# [DATA SHOWN]

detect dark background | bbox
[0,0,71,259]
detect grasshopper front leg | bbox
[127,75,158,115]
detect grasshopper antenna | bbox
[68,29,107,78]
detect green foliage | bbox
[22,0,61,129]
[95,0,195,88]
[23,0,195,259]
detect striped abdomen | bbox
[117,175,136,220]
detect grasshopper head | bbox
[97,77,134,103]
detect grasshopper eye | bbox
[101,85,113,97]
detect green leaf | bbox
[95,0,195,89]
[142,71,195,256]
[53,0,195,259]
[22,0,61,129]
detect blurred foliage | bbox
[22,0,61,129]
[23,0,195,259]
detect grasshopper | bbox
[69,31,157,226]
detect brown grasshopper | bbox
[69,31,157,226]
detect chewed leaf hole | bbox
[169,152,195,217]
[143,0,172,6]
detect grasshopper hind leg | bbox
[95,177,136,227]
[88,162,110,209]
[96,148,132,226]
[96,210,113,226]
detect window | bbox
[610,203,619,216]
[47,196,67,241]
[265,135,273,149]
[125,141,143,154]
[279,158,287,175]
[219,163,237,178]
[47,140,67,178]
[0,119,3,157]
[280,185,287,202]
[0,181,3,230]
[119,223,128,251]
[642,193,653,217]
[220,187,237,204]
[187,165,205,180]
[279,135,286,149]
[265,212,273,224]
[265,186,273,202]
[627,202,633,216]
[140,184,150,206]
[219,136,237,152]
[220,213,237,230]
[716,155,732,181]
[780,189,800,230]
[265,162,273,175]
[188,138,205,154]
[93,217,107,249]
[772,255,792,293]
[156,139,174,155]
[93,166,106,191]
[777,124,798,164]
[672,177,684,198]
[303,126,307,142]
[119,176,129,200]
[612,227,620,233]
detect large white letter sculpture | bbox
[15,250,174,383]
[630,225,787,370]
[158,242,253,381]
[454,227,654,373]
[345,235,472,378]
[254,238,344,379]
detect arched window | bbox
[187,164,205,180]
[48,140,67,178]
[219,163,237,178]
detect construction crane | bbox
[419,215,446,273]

# [EXERCISE BRIEF]
Retype the listing above, exactly and in full.

# [SOLUTION FOR THIS PROBLEM]
detect dark background | bbox
[0,0,71,259]
detect grasshopper front leg | bbox
[127,75,158,115]
detect grasshopper antenna | bbox
[68,29,107,78]
detect green foliage | bbox
[22,0,61,129]
[95,0,195,88]
[23,0,195,259]
detect striped abdomen | bbox
[117,175,136,220]
detect grasshopper head | bbox
[97,77,134,103]
detect grasshopper eye | bbox
[101,85,113,97]
detect green leaf | bbox
[95,0,195,89]
[142,71,195,256]
[53,0,195,259]
[22,0,61,129]
detect blurred foliage | bbox
[22,0,61,129]
[23,0,195,259]
detect grasshopper | bbox
[69,31,157,226]
detect brown grasshopper | bbox
[69,31,157,226]
detect chewed leaf hole | bbox
[169,152,195,217]
[143,0,172,6]
detect grasshopper hind leg | bbox
[95,177,136,227]
[88,162,110,209]
[96,148,132,226]
[96,210,113,226]
detect window | bbox
[610,203,619,216]
[47,196,67,241]
[265,135,273,149]
[125,141,143,154]
[279,158,287,175]
[219,163,237,178]
[47,140,67,178]
[0,119,3,157]
[280,185,287,202]
[0,181,3,230]
[119,223,128,251]
[642,193,653,217]
[220,187,237,204]
[187,165,205,180]
[279,135,286,149]
[265,212,273,224]
[265,186,273,202]
[627,202,633,216]
[140,184,150,206]
[219,136,237,152]
[220,213,237,230]
[716,155,732,181]
[780,189,800,230]
[265,162,273,175]
[188,138,205,154]
[93,217,107,249]
[772,255,792,293]
[156,139,174,155]
[93,166,106,191]
[777,124,798,164]
[672,177,684,198]
[303,126,307,142]
[119,176,129,200]
[612,227,620,233]
detect large white letter sculpture | bbox
[15,250,174,383]
[630,225,787,370]
[158,242,253,381]
[454,227,654,373]
[345,235,472,378]
[254,238,344,379]
detect arched window | bbox
[187,164,205,180]
[48,140,67,178]
[219,163,237,178]
detect construction crane | bbox
[419,215,446,273]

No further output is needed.